**Aufgabenstellung:**
Prüfen Sie anhand des Texts zum rassistischen Profiling, ob die folgenden Aussagen zutreffen, und belegen Sie jede Antwort (Ja oder Nein) mit den entscheidenden Worten des Texts als wörtlichem Zitat.
(a) Der Gemeinderat Bern antwortete 2015 auf eine Interpellation.
(b) Nach Angaben des Gemeinderats erfolgten die Kontrollen zufällig.
(c) Die Langstrasse in Zürich wird als bekannter Drogenumschlagplatz genannt.

Als zweiter wichtiger Anwendungsbereich steht die Kontrolle von mutmasslichen Drogendealern im Fokus der Debatte um rassistisches Profiling in der Schweiz. Der Verdacht, mit Drogen zu handeln, kann für die betroffene Person sehr unangenehme Konsequenzen haben. Dazu gehört etwa die Durchsuchung von Kleidern und Taschen oder auch der Griff an den Hals, um ein Herunterschlucken der Drogen zu verhindern.

Die Polizei stützt sich in ihrer Argumentation häufig auf sogenannte Erfahrungswerte. Insbesondere im Umfeld von bekannten Drogenumschlagplätzen, wie etwa der Reithalle in Bern oder der Langstrasse in Zürich, werden schwarze Menschen häufig wegen Verdachts auf Drogenhandel kontrolliert.

Parlamentarischer Vorstoss in der Stadt Bern

Der Gemeinderat Bern antwortete 2015 auf eine Interpellation, er habe keine Hinweise, dass die Polizei ein verdachtsunabhängiges ethnisches Profiling (also rassistisches Profiling) betreibe. Der Vorplatz der Reitschule und die Schützenmatte seien seit längerer Zeit ein stadtbekannter Drogenumschlagplatz. Die Kontrollen erfolgten «sehr gezielt», so der Gemeinderat, wie auch die veröffentlichten Zahlen nach den Aktionen zeigten: «Praktisch jeder festgenommenen Person können Delikte nachgewiesen werden.» Des Weiteren sei nachgewiesen, dass ein «überwiegender Teil des Drogenhandels durch ausländische Staatsangehörige abgewickelt wird», deshalb brauche es ein konzertiertes Vorgehen von strafrechtlichen und ausländerrechtlichen Massnahmen, um die Szene auf der Schützenmatte einzudämmen.

**Datenauszüge:**
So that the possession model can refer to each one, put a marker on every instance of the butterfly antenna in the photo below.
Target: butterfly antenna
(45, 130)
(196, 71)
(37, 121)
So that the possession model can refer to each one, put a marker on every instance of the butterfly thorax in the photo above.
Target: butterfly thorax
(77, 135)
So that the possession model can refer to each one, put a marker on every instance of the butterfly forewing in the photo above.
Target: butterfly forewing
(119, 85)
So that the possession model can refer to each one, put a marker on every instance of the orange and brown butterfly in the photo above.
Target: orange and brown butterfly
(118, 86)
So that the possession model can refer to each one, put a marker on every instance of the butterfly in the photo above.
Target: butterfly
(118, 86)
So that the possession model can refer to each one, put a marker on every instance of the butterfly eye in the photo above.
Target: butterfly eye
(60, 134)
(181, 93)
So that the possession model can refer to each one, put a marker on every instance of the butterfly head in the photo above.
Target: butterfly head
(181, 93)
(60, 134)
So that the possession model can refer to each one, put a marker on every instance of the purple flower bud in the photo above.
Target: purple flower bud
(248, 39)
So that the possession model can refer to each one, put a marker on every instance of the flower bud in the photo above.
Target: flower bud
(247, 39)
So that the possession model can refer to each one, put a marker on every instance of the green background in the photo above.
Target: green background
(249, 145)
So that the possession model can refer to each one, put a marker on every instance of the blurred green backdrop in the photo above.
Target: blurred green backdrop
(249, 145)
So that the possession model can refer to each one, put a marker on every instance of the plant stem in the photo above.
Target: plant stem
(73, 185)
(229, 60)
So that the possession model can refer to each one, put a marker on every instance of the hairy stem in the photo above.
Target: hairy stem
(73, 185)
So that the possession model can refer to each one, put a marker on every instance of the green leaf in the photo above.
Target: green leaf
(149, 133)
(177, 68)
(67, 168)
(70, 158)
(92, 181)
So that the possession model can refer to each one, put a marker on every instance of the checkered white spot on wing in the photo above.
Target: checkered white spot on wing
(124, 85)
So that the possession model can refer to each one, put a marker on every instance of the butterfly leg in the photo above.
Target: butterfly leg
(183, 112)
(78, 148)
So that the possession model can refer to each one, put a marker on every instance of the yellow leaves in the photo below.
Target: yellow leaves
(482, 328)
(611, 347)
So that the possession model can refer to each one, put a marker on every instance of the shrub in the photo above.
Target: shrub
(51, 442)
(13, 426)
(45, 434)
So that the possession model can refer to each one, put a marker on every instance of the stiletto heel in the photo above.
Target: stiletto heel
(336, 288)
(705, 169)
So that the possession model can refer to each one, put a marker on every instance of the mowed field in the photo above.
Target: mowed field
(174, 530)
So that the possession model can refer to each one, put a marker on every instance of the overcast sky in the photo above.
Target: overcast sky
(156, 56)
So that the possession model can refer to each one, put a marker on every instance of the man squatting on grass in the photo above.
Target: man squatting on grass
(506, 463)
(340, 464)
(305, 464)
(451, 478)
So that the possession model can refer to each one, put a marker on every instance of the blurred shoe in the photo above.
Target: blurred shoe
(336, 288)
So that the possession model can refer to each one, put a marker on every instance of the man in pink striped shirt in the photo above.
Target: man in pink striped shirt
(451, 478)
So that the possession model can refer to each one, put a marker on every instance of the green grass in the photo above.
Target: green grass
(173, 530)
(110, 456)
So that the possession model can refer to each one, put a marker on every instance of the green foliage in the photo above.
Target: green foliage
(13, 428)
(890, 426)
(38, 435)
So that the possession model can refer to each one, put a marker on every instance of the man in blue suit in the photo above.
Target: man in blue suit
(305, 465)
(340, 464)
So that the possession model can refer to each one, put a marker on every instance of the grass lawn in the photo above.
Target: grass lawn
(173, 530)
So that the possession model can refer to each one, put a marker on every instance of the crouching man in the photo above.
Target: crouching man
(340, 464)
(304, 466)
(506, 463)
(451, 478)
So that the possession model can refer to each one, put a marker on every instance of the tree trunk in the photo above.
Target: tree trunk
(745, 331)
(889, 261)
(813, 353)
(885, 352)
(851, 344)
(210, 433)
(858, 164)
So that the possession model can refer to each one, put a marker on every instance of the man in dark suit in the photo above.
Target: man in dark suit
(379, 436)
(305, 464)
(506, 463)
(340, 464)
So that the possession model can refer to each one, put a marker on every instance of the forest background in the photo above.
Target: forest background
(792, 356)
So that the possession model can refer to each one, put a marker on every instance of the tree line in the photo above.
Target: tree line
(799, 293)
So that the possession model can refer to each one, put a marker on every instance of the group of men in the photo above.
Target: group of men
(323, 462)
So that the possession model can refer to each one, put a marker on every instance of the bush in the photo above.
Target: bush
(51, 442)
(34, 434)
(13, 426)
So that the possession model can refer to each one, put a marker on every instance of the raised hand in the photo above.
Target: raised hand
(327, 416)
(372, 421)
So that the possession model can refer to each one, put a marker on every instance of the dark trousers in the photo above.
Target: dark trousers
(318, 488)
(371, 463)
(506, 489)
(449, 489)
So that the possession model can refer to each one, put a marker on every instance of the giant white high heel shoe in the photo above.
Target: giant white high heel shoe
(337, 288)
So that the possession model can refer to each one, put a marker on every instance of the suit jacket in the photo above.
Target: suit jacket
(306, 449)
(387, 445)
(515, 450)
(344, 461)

**Ergebnis:**
(a) Ja: „Der Gemeinderat Bern antwortete 2015 auf eine Interpellation“
(b) Nein: „Die Kontrollen erfolgten «sehr gezielt»“
(c) Ja: „Insbesondere im Umfeld von bekannten Drogenumschlagplätzen, wie etwa der Reithalle in Bern oder der Langstrasse in Zürich“